EXERCISE DETAILS.
Copy the lines that follow, keeping every character the same.

──────────

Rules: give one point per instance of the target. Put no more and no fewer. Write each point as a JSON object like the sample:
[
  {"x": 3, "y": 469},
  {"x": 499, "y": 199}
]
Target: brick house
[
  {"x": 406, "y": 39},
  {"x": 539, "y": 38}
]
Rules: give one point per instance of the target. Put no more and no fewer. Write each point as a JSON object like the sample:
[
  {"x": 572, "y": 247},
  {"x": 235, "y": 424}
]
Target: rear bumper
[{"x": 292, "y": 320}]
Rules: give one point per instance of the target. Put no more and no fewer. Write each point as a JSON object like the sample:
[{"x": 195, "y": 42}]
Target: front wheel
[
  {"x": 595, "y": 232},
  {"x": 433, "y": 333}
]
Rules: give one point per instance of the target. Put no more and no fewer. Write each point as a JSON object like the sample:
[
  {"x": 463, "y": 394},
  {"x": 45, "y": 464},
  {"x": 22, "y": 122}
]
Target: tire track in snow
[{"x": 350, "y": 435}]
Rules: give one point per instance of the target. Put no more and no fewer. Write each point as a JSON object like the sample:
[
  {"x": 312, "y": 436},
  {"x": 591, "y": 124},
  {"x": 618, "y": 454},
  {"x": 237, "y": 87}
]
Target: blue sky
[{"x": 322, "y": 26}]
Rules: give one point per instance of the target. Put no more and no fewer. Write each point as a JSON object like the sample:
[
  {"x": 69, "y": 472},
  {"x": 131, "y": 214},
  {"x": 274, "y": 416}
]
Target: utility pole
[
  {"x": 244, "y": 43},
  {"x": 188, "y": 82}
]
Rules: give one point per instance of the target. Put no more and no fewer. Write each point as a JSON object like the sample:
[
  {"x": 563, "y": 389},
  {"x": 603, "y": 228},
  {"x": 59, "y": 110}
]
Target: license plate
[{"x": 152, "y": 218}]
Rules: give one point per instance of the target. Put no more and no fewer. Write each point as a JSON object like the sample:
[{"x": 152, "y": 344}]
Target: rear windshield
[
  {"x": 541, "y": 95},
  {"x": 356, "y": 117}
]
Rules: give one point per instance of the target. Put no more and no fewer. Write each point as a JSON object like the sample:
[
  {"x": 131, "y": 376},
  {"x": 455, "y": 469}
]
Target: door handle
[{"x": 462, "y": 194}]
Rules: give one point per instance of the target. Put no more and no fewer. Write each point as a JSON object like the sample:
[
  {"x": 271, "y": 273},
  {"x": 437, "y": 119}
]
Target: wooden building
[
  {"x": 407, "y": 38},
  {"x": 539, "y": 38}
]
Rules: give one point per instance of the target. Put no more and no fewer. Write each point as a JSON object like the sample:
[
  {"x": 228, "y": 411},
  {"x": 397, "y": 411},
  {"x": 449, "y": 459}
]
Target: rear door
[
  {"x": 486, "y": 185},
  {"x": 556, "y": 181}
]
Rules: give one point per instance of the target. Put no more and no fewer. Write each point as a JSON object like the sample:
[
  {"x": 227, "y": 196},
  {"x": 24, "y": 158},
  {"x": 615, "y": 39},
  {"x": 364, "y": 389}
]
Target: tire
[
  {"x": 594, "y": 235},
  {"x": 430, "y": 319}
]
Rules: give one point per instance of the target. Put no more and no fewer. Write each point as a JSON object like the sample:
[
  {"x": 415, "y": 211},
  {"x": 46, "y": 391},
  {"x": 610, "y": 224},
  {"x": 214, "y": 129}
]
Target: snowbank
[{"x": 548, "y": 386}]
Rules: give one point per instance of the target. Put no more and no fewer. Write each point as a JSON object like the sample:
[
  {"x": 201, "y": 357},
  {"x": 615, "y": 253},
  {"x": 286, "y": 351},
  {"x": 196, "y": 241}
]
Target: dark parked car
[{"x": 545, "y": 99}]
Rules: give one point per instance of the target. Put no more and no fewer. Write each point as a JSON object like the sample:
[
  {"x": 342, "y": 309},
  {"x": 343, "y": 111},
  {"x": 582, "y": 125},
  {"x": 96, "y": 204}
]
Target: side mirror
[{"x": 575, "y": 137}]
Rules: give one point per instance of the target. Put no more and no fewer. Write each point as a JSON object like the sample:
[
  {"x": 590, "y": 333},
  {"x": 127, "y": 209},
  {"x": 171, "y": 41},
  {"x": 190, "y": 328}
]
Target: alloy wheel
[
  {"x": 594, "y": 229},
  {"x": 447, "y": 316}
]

──────────

CORRECT RESULT.
Rules: give one point per instance of the target. Put no more and no fewer. Write each point as a JSON object like the sample:
[
  {"x": 3, "y": 469},
  {"x": 499, "y": 199}
]
Target: brick house
[
  {"x": 406, "y": 39},
  {"x": 539, "y": 38}
]
Rules: give one point per instance of the target. Put no more and no fewer. Write each point as a JSON object like the sample:
[
  {"x": 572, "y": 247},
  {"x": 235, "y": 424}
]
Target: rear bumper
[{"x": 292, "y": 320}]
Rules: give one point per instance of the target. Put no more and no fewer. Write each point as a JSON object like the sample:
[{"x": 195, "y": 42}]
Target: front wheel
[
  {"x": 595, "y": 232},
  {"x": 433, "y": 333}
]
Rules: give one point per instance of the target. Put no more and no fewer. Write each point as a JSON object like the sample:
[
  {"x": 463, "y": 394},
  {"x": 45, "y": 464},
  {"x": 22, "y": 122}
]
Target: tire track in snow
[{"x": 350, "y": 435}]
Rules: give one point per instance of the target. Put no more and no fewer. Write each point as a JSON object like the sample:
[
  {"x": 312, "y": 436},
  {"x": 591, "y": 124},
  {"x": 618, "y": 454},
  {"x": 237, "y": 87}
]
Target: blue sky
[{"x": 322, "y": 26}]
Rules: give one point per instance of the target. Put no more and no fewer. Write each point as a JSON object like the sample:
[
  {"x": 69, "y": 472},
  {"x": 131, "y": 214},
  {"x": 274, "y": 416}
]
Target: utility pole
[
  {"x": 244, "y": 43},
  {"x": 188, "y": 82}
]
Rules: give one point per instance of the target. Put no more and no fewer. Write each point as a JSON object like the sample:
[
  {"x": 563, "y": 389},
  {"x": 603, "y": 228},
  {"x": 59, "y": 110}
]
Target: license plate
[{"x": 152, "y": 218}]
Rules: give one point per instance of the target. Put no more and no fewer. Write each point as a JSON object like the sample:
[{"x": 152, "y": 344}]
Target: rear windshield
[
  {"x": 541, "y": 95},
  {"x": 356, "y": 117}
]
Rules: give one point per instance of the target. Put no more and no fewer. Write each point as a JSON object like the sample:
[
  {"x": 131, "y": 376},
  {"x": 455, "y": 469}
]
Target: door handle
[{"x": 462, "y": 194}]
Rules: give one point per instance of the target. Put no more and no fewer. Write each point as a JSON object like the sample:
[
  {"x": 271, "y": 273},
  {"x": 437, "y": 119}
]
Target: wooden building
[
  {"x": 407, "y": 38},
  {"x": 539, "y": 38}
]
Rules: give one point per instance of the target. Put no more and no fewer. Write each point as a JSON object like the sample:
[
  {"x": 228, "y": 411},
  {"x": 397, "y": 411},
  {"x": 449, "y": 459}
]
Target: rear door
[
  {"x": 486, "y": 185},
  {"x": 556, "y": 181}
]
Rules: give one point per instance of the target. Put no more and no fewer. Write each point as a JSON object like the sample:
[
  {"x": 227, "y": 196},
  {"x": 24, "y": 158},
  {"x": 615, "y": 39},
  {"x": 364, "y": 389}
]
Target: tire
[
  {"x": 594, "y": 235},
  {"x": 430, "y": 319}
]
Rules: give one point per instance of the target. Put no more and no fewer. Write each point as a JSON object like the sample:
[
  {"x": 415, "y": 211},
  {"x": 46, "y": 391},
  {"x": 610, "y": 224},
  {"x": 214, "y": 129}
]
Target: snowbank
[{"x": 548, "y": 386}]
Rules: give one point per instance of the target. Put no more and no fewer. Write each point as a JSON object like the sample:
[
  {"x": 201, "y": 357},
  {"x": 615, "y": 253},
  {"x": 286, "y": 351},
  {"x": 196, "y": 241}
]
Target: dark parked car
[{"x": 545, "y": 99}]
Rules: give one point per instance of the target. Put no more and no fewer. Write each point as a JSON object like the sample:
[
  {"x": 342, "y": 309},
  {"x": 343, "y": 111},
  {"x": 582, "y": 125},
  {"x": 96, "y": 204}
]
Target: side mirror
[{"x": 575, "y": 137}]
Rules: give one point per instance of the target. Put no more and no fewer. Write each point as a JSON object like the sample:
[
  {"x": 590, "y": 333},
  {"x": 127, "y": 209},
  {"x": 171, "y": 41},
  {"x": 190, "y": 328}
]
Target: alloy wheel
[
  {"x": 594, "y": 229},
  {"x": 447, "y": 316}
]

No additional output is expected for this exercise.